Je prie Dieu de me pardonner tous mes péchés. j’ai cherché a les connaitre scrupuleusement a les détester et a m’humilier en sa présence, ne pouvant me servir du Ministère d’un Prêtre Catholique. Je prie Dieu de recevoir la confession que je lui en ai faite et surtout le repentir profond que j’ai d’avoir mis mon nom, (quoique cela fut contre ma volonté) a des actes qui peuvent être contraires a la discipline et a la croyance de l’Église Catholique a laquelle je suis toujours reste sincèrement uni de cœur. Je prie Dieu de recevoir la ferme résolution ou je suis s’il m’accorde vie, de me servir aussitôt que je le pourrai du Ministère d’un Prêtre Catholique pour m’accuser de tous mes péchés, et recevoir le Sacrement de Pénitence.

Je prie tous ceux que je pourrais avoir offensés par inadvertance, (car je ne me rappelle pas d’avoir fait sciemment aucune offense a personne) ou ceux a qui j’aurais put avoir donné de mauvais exemples ou des scandales de me pardonner le mal qu’ils croient que je peux leur avoir fait.

Je prie tous ceux qui ont de la Charité d’unir leurs prières aux miennes, pour obtenir de Dieu le pardon de mes péchés.

Je pardonne de tout mon cœur, a ceux qui se sont fait mes ennemis sans que je leur en aie donne aucun sujet et je prie Dieu de leur pardonner, de même que ceux qui par un faux zèle, ou par un zèle mal entendu m’ont faits beaucoup de mal.

Je recommande a Dieu, ma femme, mes enfants, ma Sœur, mes Tantes, mes Frères, et tous ceux qui me sont attachés par les Liens du Sang ou par quelqu’autre manière que ce puisse être. Je prie Dieu particulièrement de jeter des yeux de miséricorde, sur ma femme mes enfants et ma Sœur qui souffrent depuis longtemps avec moi, de les soutenir par sa grâce s’ils viennent a me perdre, et tant qu’ils resteront dans ce monde périssable.
• • •
**À faire**
(A) Dans l'extrait, pourquoi la demande de pardon adressée aux autres ne porte-t-elle que sur les offenses faites par inadvertance ?
(B) Écrivez la suite de l'extrait, en reprenant juste après sa dernière phrase.
• • •
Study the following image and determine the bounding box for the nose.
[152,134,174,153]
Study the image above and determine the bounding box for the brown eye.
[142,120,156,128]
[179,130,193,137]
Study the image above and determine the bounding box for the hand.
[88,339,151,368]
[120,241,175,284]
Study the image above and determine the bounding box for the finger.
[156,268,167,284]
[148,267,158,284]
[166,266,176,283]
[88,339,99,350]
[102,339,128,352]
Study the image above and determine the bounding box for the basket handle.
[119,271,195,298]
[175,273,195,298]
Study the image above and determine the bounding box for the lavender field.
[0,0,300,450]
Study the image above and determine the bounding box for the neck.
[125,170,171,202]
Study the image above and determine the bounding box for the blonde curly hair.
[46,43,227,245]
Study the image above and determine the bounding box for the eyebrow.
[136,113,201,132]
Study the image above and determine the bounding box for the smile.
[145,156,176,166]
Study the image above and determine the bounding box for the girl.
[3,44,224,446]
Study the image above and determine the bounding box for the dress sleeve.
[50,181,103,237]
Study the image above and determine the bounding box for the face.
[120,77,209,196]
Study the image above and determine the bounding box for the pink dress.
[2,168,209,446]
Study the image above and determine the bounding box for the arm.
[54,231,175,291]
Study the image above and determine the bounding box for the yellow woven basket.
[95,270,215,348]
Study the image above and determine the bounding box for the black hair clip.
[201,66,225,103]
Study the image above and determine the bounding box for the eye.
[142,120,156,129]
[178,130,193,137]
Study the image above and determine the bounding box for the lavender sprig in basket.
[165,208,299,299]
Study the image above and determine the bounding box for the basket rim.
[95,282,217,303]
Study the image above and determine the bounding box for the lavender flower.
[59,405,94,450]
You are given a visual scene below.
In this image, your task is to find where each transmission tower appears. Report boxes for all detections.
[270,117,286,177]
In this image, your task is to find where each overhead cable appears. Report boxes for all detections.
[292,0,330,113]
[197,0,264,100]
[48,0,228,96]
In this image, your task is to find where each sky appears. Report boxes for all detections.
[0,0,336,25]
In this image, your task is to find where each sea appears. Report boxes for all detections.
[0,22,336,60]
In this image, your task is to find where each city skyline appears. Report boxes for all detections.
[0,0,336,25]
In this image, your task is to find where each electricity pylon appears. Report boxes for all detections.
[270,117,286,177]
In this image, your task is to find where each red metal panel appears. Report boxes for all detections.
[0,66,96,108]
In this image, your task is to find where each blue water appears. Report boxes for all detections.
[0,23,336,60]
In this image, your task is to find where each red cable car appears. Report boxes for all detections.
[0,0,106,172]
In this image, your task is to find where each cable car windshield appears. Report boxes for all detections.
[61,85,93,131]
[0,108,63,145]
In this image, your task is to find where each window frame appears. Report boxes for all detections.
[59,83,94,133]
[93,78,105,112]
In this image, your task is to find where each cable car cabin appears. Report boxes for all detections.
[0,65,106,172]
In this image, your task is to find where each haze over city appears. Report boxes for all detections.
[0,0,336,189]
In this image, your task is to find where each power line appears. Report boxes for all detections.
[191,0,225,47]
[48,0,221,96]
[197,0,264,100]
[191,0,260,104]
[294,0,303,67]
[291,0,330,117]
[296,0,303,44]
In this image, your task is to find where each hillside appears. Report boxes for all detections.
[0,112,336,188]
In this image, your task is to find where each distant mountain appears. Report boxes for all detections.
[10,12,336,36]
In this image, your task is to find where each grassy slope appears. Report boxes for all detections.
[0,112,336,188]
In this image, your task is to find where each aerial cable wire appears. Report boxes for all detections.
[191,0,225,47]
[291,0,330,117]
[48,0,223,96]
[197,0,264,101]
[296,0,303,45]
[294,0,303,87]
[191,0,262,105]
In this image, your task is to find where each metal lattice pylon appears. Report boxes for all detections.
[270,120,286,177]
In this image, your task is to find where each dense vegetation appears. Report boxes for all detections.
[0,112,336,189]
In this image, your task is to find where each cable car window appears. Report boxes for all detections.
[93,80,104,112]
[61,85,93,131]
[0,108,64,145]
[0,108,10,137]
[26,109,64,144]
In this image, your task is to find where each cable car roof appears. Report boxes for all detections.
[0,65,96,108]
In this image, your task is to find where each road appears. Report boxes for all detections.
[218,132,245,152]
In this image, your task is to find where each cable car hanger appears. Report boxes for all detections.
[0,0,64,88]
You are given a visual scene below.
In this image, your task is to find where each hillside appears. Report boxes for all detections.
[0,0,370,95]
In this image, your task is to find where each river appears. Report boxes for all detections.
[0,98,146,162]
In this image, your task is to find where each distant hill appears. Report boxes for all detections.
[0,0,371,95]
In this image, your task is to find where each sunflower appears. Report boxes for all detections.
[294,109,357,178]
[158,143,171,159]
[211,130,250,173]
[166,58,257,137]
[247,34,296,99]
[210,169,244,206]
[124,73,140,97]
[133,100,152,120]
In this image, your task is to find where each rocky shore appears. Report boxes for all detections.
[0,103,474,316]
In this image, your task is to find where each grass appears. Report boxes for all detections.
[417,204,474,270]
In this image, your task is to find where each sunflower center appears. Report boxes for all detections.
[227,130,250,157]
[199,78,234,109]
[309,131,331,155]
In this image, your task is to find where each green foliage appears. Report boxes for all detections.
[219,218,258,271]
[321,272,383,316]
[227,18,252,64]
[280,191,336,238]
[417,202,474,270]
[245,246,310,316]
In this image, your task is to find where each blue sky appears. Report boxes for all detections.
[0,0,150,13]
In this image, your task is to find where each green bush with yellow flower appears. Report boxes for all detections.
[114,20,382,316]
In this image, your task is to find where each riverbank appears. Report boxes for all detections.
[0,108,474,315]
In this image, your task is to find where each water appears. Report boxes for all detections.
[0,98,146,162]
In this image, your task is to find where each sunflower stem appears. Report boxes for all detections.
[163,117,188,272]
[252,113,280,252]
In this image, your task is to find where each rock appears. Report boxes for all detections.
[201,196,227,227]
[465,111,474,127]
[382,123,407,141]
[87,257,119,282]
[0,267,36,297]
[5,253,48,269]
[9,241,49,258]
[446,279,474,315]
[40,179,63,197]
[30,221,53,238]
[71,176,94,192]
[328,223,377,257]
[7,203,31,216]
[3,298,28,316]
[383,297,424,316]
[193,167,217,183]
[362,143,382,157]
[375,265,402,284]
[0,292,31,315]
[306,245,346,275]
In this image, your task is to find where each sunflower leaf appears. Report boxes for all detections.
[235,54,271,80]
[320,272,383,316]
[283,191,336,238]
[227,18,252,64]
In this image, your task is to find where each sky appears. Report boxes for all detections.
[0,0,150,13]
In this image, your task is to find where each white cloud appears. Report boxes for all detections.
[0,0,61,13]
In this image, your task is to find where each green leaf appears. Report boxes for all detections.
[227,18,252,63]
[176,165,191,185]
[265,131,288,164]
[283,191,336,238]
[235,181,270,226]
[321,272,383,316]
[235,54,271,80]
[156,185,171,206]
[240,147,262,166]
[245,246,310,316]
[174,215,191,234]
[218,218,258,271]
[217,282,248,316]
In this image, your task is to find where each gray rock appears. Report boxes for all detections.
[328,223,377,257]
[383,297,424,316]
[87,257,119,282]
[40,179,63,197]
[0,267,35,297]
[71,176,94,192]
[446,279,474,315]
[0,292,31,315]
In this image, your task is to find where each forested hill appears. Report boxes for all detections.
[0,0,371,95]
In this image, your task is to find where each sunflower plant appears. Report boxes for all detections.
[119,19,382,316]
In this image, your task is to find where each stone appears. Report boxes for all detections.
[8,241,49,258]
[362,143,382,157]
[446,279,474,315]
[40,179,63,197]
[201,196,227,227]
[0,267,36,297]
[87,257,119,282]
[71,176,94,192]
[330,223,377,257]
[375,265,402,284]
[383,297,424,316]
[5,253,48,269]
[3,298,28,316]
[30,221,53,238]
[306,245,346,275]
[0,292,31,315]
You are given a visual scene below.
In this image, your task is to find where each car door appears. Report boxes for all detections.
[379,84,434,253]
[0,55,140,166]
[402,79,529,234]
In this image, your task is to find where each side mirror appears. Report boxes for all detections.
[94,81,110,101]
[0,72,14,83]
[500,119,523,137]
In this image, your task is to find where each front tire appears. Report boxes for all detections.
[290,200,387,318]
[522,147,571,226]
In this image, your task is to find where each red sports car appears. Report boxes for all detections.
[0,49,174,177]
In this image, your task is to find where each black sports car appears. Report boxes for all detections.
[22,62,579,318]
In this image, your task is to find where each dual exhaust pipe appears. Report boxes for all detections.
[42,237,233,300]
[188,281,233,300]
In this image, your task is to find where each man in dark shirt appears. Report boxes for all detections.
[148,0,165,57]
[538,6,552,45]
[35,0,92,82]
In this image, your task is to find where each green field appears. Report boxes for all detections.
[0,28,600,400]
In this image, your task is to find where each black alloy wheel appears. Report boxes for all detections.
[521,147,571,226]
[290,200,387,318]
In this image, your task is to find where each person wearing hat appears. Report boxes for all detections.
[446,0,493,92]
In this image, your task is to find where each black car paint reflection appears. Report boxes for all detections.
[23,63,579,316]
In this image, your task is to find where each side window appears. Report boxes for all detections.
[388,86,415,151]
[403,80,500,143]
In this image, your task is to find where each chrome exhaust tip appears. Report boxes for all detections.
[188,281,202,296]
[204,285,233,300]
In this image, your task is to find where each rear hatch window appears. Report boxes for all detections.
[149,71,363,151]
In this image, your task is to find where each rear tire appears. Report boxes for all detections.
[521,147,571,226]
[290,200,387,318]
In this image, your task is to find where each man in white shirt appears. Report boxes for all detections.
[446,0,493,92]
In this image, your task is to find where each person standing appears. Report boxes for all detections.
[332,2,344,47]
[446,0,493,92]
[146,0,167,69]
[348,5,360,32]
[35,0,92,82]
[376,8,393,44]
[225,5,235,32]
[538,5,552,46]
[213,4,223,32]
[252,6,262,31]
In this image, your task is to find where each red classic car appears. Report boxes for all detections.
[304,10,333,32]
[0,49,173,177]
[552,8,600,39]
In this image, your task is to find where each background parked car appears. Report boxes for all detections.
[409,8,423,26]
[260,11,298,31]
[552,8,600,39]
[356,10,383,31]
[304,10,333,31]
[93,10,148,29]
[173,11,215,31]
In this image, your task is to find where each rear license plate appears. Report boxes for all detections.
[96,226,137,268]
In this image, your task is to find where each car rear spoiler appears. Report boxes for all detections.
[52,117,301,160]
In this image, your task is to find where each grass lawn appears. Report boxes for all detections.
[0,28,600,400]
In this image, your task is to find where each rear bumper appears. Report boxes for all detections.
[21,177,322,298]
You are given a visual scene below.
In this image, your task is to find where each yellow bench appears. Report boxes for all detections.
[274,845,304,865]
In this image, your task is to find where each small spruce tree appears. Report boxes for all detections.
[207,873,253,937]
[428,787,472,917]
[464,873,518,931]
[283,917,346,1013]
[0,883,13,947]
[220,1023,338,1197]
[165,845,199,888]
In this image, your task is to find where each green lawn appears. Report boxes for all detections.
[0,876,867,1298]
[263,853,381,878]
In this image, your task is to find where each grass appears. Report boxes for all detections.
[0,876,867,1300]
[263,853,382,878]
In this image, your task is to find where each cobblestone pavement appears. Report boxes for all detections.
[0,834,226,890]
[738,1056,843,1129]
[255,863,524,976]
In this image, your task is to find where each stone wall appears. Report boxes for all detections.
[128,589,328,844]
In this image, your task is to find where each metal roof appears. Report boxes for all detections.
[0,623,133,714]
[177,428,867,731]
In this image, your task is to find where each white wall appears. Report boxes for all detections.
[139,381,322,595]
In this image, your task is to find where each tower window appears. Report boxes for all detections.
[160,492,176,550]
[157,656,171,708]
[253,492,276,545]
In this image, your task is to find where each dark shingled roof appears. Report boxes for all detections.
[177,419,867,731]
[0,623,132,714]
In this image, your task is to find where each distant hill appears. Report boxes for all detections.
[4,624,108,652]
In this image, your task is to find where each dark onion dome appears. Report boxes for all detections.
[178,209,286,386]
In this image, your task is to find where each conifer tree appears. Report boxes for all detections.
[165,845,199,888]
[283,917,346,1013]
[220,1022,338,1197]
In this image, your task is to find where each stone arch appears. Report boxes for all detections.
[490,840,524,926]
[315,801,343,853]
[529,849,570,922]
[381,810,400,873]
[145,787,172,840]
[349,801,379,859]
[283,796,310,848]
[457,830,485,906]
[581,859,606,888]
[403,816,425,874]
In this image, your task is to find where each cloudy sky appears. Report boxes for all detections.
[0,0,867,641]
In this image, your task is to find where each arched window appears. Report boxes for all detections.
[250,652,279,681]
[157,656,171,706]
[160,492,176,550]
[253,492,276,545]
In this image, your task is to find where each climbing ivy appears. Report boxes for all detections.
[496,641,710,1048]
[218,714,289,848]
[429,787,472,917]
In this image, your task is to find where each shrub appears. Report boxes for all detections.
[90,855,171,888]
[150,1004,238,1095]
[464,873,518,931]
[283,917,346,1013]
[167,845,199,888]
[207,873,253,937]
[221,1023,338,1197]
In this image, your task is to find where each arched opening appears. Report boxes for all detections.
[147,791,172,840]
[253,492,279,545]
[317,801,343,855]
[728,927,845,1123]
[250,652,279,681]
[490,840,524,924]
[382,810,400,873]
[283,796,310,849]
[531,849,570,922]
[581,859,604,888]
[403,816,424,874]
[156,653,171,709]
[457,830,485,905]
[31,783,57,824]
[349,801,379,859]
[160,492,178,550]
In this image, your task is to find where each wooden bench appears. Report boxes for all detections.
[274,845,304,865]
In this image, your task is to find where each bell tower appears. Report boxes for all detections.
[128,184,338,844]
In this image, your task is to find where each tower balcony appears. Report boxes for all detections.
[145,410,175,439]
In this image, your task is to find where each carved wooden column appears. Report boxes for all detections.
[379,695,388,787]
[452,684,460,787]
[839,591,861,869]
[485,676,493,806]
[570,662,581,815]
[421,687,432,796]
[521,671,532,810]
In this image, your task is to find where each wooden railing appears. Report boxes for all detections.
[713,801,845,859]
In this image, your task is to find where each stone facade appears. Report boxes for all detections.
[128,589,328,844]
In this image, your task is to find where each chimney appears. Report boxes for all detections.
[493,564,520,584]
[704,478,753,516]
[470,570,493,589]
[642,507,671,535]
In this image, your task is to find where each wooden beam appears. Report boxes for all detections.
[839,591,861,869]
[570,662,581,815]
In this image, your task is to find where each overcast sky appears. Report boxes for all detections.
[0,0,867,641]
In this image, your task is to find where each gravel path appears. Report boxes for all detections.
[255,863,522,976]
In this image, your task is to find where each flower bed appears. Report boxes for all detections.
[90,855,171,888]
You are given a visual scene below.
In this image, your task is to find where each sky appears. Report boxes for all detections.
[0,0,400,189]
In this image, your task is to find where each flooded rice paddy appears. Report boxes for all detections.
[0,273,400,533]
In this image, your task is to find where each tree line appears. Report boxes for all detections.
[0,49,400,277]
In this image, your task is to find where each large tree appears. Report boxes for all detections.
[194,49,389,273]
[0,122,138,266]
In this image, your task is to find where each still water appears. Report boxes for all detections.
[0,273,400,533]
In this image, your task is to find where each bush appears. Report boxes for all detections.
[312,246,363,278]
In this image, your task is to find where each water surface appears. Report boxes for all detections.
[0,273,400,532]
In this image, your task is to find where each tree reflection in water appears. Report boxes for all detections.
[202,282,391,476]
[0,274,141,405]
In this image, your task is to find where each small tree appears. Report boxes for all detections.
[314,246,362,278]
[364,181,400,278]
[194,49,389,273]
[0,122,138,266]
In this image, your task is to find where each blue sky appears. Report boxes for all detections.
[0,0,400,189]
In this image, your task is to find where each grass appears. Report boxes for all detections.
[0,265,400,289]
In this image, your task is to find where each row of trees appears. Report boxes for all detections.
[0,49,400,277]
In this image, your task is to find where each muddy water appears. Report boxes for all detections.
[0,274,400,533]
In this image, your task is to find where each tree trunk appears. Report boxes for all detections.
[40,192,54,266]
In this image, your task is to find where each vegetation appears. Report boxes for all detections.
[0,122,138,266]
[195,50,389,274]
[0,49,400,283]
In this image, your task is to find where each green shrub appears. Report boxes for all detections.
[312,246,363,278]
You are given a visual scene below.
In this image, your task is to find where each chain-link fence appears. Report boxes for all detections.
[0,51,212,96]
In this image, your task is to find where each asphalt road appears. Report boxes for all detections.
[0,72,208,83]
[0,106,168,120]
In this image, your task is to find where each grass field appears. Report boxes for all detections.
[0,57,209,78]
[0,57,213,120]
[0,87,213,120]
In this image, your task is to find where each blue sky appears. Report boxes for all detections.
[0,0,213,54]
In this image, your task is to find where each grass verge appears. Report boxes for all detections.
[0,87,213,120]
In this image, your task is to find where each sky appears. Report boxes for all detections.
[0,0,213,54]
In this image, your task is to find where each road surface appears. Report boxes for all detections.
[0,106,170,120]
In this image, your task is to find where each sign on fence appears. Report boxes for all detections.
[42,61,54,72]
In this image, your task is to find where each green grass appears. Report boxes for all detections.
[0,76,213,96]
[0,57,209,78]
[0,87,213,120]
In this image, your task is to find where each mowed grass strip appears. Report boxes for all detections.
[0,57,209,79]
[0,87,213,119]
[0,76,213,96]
• • •
**Réponses attendues**
(A) Parce que la personne qui parle dit ne pas se rappeler avoir jamais offensé quelqu'un sciemment.

(B)
Je recommande mes enfants a ma femme, je n’ai jamais douté de sa tendresse maternelle pour eux, je lui recommande surtout d’en faire de bons Chrétiens et d’honnêtes hommes, de leur faire regarder les grandeurs de ce monde ci (s’ils sont condamnés a les éprouver) que comme des biens dangereux et périssables et de tourner leurs regards vers la seule gloire solide et durable de l’Éternité. Je prie ma Sœur de vouloir bien continuer sa tendresse a mes enfants, [mots raturés], et de leur tenir lieu de Mère, s’ils avoient le malheur de perdre la leur.

Je prie ma femme de me pardonner tous les maux qu’elle souffre pour moi, et les chagrins que je pourrais lui avoir donnés dans le cours de notre union, comme elle peut être sure que je ne garde rien contre elle, si elle croit avoir quelque chose a se reprocher.

Je recommande bien vivement a mes enfants, après ce qu’ils doivent a Dieu qui doit marcher avant tout, de rester toujours unis entre eux, soumis et obéissants a leur Mère, et reconnaissants de tous les soins et les peines qu’elle se donne pour eux, et en mémoire de moi. Je les prie de [mot raturé] regarder ma Sœur comme une seconde Mère.

Je recommande a mon fils s’il avait le malheur de devenir Roy, de songer qu’il se doit tout entier au bonheur de ses Concitoyens, qu’il doit oublier toute haine et tout ressentiment, et nommément tout ce qui a rapport aux malheurs et aux chagrins que j’éprouve. qu’il ne peut faire le bonheur des Peuples qu’en régnant suivant les Lois, mais en même temps qu’un Roy ne peut les faire respecter, et faire le bien qui est dans son cœur, qu’autant qu’il a l’autorité nécessaire, et qu’autrement étant lié dans ses opérations et n’inspirant point de respect, il est plus nuisible qu’utile.

Je recommande a mon fils d’avoir soin de toutes les personnes qui m’étaient attachées, autant que les circonstances ou il se trouvera lui en donneront les facultés, de songer que c’est une dette sacrée qui j’ai contractée envers les enfants ou les parents de ceux qui ont péris pour moi, et ensuite de ceux qui sont malheureux pour moi je sais qu’il y a plusieurs personnes de celles qui m’étaient attachées qui ne se sont pas conduites envers moi comme elles le devaient, et qui ont même montrés de l’ingratitude, mais je leur pardonne, (souvent dans les moments de troubles et d’effervescence on n’est pas le maitre de soi) et je prie mon fils s’il en trouve l’occasion de ne songer qu’à leur malheur.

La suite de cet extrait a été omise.